THE REQUEST:
Find every line in the records that contains the word "dark", matching case exactly, and copy each of those lines.

Rows from a box labeling dataset:
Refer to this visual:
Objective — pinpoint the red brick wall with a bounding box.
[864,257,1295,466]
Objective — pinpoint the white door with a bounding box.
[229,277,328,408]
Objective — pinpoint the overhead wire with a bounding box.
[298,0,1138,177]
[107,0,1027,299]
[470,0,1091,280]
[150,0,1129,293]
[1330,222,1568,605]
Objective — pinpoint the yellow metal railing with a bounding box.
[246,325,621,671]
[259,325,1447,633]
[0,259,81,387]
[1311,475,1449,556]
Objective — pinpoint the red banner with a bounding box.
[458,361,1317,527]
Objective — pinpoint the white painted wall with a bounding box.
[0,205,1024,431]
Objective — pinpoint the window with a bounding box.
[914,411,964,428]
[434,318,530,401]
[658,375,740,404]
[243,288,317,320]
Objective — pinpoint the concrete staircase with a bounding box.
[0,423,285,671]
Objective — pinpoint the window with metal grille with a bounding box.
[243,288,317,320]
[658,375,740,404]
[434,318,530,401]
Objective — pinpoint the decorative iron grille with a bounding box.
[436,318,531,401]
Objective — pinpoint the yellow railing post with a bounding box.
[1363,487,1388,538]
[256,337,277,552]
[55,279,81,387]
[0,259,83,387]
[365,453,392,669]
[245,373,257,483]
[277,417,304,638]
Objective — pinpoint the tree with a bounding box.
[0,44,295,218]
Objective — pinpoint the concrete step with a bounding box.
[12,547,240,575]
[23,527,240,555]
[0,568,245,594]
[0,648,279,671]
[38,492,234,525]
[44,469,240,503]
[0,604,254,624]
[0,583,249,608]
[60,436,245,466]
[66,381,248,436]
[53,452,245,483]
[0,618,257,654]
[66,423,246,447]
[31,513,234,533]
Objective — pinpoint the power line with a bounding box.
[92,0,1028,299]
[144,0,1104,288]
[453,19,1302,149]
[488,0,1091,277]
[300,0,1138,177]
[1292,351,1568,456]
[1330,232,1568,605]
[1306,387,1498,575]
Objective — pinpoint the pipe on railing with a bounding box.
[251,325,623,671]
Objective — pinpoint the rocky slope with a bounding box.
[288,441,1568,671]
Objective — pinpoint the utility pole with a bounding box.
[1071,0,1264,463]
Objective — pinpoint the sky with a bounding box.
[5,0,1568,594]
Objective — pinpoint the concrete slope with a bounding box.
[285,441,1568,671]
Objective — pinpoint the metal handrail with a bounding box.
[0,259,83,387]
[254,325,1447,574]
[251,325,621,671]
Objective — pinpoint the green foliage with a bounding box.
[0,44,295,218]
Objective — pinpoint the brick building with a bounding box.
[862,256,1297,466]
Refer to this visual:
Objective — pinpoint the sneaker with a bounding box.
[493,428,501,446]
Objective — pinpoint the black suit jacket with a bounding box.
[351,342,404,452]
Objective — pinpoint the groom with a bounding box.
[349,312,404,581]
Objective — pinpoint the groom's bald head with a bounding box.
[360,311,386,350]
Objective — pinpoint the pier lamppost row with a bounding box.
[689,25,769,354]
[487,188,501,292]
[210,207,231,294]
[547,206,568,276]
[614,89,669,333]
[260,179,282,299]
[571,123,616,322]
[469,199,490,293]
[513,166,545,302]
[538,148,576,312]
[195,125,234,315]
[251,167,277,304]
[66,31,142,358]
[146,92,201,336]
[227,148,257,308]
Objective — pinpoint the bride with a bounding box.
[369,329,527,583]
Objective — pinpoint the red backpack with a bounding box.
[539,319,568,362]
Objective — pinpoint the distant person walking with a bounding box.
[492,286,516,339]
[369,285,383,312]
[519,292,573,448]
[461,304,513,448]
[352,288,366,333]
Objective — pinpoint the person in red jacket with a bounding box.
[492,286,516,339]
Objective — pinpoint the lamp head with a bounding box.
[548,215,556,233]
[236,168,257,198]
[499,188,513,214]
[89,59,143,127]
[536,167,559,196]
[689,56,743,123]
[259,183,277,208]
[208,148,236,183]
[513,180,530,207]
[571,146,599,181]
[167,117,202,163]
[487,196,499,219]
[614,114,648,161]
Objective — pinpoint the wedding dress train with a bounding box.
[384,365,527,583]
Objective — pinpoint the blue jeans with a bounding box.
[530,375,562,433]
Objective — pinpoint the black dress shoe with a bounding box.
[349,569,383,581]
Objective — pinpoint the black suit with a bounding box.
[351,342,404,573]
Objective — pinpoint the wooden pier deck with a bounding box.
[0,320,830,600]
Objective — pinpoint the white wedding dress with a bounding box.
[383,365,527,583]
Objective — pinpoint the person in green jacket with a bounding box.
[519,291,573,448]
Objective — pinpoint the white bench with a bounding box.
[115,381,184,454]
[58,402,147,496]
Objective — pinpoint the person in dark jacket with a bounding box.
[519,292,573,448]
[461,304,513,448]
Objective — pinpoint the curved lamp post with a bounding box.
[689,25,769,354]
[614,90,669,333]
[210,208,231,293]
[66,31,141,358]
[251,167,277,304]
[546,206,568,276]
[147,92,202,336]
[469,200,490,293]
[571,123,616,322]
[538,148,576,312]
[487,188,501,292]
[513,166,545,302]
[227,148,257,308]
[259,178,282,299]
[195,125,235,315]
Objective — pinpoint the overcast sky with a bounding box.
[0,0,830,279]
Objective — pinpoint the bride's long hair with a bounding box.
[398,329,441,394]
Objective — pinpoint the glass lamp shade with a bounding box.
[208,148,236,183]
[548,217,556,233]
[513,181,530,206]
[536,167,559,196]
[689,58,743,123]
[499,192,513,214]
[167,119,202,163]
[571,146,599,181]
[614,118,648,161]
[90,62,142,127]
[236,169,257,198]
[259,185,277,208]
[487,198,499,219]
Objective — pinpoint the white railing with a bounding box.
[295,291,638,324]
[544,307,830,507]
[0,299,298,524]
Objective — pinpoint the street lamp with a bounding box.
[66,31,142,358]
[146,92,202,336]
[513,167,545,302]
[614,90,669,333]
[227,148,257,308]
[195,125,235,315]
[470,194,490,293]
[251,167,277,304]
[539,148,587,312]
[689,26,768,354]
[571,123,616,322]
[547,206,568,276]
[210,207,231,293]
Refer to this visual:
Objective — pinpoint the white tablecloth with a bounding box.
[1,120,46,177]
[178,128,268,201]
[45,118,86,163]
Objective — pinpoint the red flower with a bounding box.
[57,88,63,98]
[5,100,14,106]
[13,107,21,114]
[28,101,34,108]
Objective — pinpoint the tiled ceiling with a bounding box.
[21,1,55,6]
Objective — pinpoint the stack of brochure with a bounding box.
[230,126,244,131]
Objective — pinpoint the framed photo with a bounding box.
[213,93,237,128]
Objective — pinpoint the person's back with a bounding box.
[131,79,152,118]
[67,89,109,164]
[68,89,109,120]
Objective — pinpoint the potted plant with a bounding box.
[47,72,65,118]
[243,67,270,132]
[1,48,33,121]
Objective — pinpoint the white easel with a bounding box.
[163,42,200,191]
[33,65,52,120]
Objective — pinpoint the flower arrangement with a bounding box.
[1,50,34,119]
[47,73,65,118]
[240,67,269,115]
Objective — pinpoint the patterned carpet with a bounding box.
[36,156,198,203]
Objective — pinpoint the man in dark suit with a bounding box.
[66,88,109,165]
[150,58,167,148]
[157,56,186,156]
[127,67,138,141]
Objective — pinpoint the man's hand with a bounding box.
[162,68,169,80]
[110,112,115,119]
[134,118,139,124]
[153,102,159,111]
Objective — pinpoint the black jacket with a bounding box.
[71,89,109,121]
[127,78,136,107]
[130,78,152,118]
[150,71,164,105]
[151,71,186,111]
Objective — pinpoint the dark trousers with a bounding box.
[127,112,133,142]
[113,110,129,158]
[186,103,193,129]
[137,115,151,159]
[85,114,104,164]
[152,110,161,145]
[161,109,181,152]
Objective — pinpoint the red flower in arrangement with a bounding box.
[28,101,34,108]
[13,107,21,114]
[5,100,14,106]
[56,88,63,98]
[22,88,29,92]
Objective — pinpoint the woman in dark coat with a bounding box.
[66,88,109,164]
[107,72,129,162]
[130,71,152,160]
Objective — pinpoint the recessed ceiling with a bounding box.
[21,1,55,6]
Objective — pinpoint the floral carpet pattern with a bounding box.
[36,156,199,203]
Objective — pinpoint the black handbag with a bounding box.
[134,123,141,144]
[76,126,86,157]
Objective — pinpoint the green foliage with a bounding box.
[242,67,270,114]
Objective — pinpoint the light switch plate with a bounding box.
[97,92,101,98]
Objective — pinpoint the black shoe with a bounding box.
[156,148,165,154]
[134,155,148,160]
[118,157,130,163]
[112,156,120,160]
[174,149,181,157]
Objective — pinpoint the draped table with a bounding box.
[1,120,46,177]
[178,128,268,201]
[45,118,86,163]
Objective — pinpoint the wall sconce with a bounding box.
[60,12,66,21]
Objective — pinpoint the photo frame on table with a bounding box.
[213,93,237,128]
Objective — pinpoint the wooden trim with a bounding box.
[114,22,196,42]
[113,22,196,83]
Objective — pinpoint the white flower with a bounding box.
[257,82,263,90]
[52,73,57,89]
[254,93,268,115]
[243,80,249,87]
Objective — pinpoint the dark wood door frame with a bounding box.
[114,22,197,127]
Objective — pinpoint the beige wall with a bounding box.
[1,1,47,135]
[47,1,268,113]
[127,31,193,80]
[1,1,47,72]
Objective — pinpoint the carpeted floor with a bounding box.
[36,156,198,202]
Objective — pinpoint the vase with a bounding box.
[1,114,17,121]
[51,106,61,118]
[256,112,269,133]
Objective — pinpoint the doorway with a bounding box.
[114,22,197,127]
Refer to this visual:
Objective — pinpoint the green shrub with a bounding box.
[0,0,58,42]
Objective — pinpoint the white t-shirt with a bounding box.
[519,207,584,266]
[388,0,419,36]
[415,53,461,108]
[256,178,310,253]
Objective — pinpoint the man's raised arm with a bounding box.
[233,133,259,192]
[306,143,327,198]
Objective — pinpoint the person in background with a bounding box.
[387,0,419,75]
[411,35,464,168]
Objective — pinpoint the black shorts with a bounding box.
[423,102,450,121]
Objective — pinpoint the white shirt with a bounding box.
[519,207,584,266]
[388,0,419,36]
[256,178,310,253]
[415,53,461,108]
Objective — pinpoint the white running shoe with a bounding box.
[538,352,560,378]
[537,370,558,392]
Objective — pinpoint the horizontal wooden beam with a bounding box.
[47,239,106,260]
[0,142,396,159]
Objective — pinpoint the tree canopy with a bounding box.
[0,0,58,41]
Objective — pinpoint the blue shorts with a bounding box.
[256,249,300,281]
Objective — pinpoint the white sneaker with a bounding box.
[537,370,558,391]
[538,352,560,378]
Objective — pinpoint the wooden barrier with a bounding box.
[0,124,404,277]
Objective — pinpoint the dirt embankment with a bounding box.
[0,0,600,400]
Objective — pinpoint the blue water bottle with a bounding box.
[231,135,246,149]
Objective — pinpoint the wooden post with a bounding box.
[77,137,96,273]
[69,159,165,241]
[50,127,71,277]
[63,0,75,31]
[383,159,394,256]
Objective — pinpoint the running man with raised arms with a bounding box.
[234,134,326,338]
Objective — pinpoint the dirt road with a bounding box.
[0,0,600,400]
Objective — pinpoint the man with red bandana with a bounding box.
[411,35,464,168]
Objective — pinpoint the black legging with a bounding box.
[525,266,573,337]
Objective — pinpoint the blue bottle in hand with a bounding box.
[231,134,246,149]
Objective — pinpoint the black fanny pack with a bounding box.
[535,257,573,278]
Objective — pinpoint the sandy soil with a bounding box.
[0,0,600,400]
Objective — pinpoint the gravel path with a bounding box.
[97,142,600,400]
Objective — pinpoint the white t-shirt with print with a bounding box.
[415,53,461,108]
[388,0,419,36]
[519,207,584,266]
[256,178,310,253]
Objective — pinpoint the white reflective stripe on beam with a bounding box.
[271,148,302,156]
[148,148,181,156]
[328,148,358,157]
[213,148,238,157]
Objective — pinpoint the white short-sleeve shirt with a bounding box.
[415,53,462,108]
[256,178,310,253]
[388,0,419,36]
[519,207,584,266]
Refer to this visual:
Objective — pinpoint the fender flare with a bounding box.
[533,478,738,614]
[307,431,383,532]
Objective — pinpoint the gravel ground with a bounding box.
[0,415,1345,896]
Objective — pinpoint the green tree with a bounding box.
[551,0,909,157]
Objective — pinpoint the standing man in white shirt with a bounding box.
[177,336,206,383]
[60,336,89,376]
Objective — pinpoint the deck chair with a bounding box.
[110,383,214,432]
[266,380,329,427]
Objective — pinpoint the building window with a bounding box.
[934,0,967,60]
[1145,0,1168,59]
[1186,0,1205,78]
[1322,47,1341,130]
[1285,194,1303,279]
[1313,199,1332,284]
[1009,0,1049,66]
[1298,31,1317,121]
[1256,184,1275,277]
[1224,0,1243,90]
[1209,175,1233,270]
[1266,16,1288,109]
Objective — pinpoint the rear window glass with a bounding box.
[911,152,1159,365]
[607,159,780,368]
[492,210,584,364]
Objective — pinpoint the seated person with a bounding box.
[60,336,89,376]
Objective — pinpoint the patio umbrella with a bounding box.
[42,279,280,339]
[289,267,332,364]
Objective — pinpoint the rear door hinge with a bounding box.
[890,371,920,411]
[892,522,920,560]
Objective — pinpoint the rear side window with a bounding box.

RESPONSE BELOW:
Objective — pinpoint the person in dark jacket with a bounding box.
Objective — pinpoint the man in dark suit with a bounding box.
Objective — pinpoint the dark trousers with a bounding box.
Objective — pinpoint the woman in dark coat with a bounding box.
Objective — pinpoint the dark wood door frame with a bounding box.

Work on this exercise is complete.